Consigne A - Pour chacune des affirmations ci-dessous, indiquez par oui ou par non si elle concorde avec l'extrait fourni, et citez mot pour mot le passage qui tranche : (i) La Commission européenne a présenté l'initiative Aviation Strategy for Europe en décembre 2015. (ii) Des autorités de la concurrence sont bien établies dans les émirats du Golfe. (iii) Les Etats membres s'entendent sans difficulté pour défendre une position commune.
Consigne B - D'après l'extrait fourni, de quel appareil d'Airbus la compagnie Emirates est-elle un client majeur ?

Il convient dès lors de voir au-delà des préoccupations immédiates de nombreux acteurs européens (collectivités locales, aéroports de deuxième et troisième rangs, compagnie aérienne d'envergure régionale, etc.) basées sur une volonté d'accueillir davantage de trafic et de passagers, dans un contexte de concurrence accrue. Par ailleurs, l'émergence de liens d'interdépendance entre les émirats du Golfe et certains acteurs communautaires (tels qu'Airbus dont Emirates est un client majeur de l'A380, mais aussi des Etats comme le Royaume-Uni[20], la Hongrie, la Finlande, ou encore l'Italie qui appuient le développement de liaisons opérées par les compagnies du Golfe[21]) doit également être remise en question. De fait, ces derniers se trouvent de plus en plus impliqués dans les défis qui concernent des territoires extra-communautaires faisant face à un contexte spécifique (instabilité politique, rivalités régionales, etc.). Ainsi, tout bouleversement dans les émirats du Golfe ne manquerait pas d'affecter les acteurs communautaires dont la connectivité aérienne repose de plus en plus sur ces territoires de transit.
Afin de conserver une certaine indépendance dans l'avenir de la connectivité aérienne desservant le continent, il apparaît nécessaire pour les Européens de s'assurer de la mise en œuvre d'une stratégie commune en matière d'aviation civile. L'initiative présentée par la Commission européenne en décembre 2015 et intitulée Aviation Strategy for Europe[22] vise à répondre aux enjeux qui se posent sur le continent en matière de transport aérien, notamment face à l'expansion de puissantes compagnies tierces entrainant des évolutions importantes de la connectivité aérienne et fragilisant donc l'avenir des hubs européens ainsi que les services opérés par les compagnies basées sur le continent.
Alors que la mise en œuvre d'un cadre de portée internationale en matière de concurrence et s'appliquant à l'ensemble des transporteurs fait actuellement défaut, la Commission européenne entend soutenir des actions concrètes afin de remédier à cette situation. Cela se traduirait notamment par la révision de certains accords aériens bilatéraux (à l'initiative des Etats membres) et la négociation d'accords globaux[23] en y intégrant une clause de " concurrence loyale " qui obligerait les transporteurs tiers à faire preuve de transparence à travers la publication régulière de leurs comptes et la proscription de larges subventions publiques. L'aboutissement de telles négociations apparaît cependant incertain - on rappellera d'ailleurs que les autorités de la concurrence sont par exemple inexistantes dans les émirats du Golfe –, tandis que les Etats membres peinent à s'accorder pour défendre une position commune.

Lignes de données -
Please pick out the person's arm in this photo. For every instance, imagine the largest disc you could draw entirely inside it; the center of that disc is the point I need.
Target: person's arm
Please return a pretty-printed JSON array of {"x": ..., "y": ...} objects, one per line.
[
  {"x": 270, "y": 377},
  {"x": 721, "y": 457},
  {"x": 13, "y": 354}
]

Réponse correcte A -
(i) Oui : « L'initiative présentée par la Commission européenne en décembre 2015 et intitulée Aviation Strategy for Europe »
(ii) Non : « les autorités de la concurrence sont par exemple inexistantes dans les émirats du Golfe »
(iii) Non : « les Etats membres peinent à s'accorder pour défendre une position commune »

Réponse correcte B - Emirates est un client majeur de l'A380.